> _WHAT THE EXERCISE ASKS_
Could you write out all of the following lines again, replacing "pin" with "marker" and changing nothing else, but leaving the pictures out?

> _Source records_

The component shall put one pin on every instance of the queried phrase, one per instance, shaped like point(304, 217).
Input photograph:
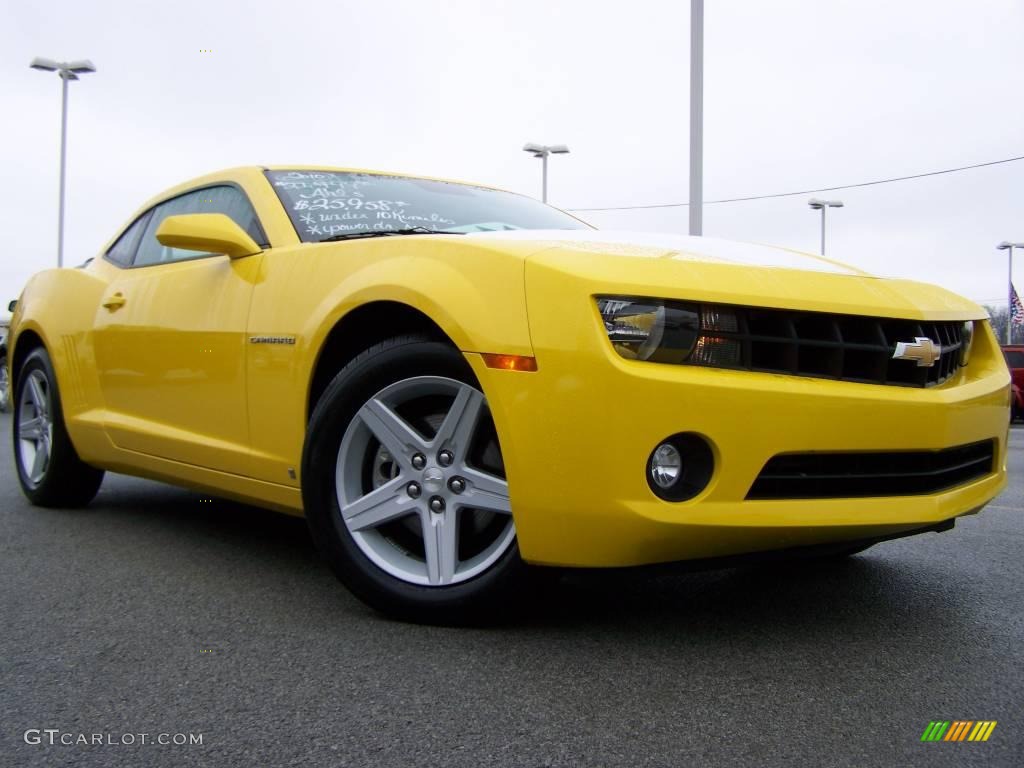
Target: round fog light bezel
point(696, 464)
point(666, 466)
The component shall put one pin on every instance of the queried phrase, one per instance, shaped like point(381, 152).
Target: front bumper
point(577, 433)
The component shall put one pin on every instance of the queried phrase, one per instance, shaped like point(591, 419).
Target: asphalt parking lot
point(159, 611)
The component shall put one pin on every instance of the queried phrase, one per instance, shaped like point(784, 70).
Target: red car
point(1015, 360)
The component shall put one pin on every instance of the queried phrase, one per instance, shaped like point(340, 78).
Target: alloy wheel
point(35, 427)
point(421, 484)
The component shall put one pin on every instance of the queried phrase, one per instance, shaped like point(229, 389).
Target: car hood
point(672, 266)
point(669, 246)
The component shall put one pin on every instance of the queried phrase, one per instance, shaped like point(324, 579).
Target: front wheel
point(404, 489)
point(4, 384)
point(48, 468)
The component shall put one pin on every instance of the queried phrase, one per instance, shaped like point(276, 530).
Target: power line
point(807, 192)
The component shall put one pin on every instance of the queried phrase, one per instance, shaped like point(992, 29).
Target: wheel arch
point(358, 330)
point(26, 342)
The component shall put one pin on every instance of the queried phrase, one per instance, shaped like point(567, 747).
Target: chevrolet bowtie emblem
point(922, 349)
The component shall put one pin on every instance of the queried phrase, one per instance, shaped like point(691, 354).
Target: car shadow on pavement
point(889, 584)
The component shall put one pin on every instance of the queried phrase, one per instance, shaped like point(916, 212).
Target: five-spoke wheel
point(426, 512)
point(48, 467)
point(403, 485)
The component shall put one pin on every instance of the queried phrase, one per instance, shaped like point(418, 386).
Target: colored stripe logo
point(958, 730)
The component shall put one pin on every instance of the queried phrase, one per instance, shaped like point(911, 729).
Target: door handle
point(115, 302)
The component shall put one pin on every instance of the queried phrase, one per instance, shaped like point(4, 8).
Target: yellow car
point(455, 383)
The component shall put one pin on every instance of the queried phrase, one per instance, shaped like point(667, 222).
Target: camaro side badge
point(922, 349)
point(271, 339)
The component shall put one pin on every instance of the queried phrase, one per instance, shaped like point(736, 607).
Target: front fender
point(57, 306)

> _RESULT OF THE TASK_
The component shall put one marker on every instance of the queried phrase, one per instance, shaped like point(304, 217).
Input photograph:
Target: round fog light bezel
point(696, 464)
point(666, 466)
The component shall put one marker on every instance of the queried phrase, one per instance, shaped like point(381, 152).
Target: front bumper
point(577, 433)
The component shall put one marker on every instance of the queried phrase, one per instance, shaped like point(591, 419).
Target: asphalt parking lot
point(159, 611)
The component shall put one marker on every instance of the queried phrase, one per instance, shaped like point(784, 70).
Target: red car
point(1015, 360)
The component shall put one marker on every instance of the queried phrase, one per instance, shaped like point(340, 78).
Target: alloy wheel
point(35, 427)
point(421, 484)
The component shall put one marker on every instance of the queried phrase, one per instance, shaped like point(229, 389).
Target: car hood
point(672, 266)
point(669, 246)
The component shall put one marker on every instance of the queried phrase, one per instance, shaped like point(324, 579).
Target: front wheel
point(404, 489)
point(4, 384)
point(48, 468)
The component shall put one marker on every instance of the queried phrase, one per instance, shaped like point(276, 530).
Target: power line
point(807, 192)
The component shall put one marker on every instance of the queried phrase, one per instance, shaped like point(992, 29).
Target: wheel arch
point(358, 330)
point(26, 342)
The component shall put one marker on every instance of the queried phrase, one per instance, shaped like point(567, 747).
Target: chevrolet bowtie emblem
point(922, 349)
The component shall put one marker on every instance of the queried phrase, one per instance, shaped like point(691, 354).
Target: car shadow on pavement
point(889, 584)
The component shall put one marker on every instance of the queried phrase, one per instance, shaped like point(916, 212).
Target: five-spoke wheel
point(426, 512)
point(48, 467)
point(403, 485)
The component shall put one marker on every instance of the queried phrase, one per instance, shaped like point(418, 386).
Target: colored stripe logo
point(958, 730)
The component shall put one marker on every instance of the queried phrase, one per instance, shaped like point(911, 729).
Target: door handle
point(115, 302)
The component shall put one marker on every instance of the queried phrase, one per instance, shaped like point(4, 8).
Target: yellow car
point(455, 383)
The component shall put one marker on every instance of the queried phrase, one per instance, shaped like point(667, 222).
Target: camaro side badge
point(922, 349)
point(271, 339)
The component shall put one marker on every instance of the queried phrase, one per instance, shaped like point(736, 607).
Target: front fender
point(57, 306)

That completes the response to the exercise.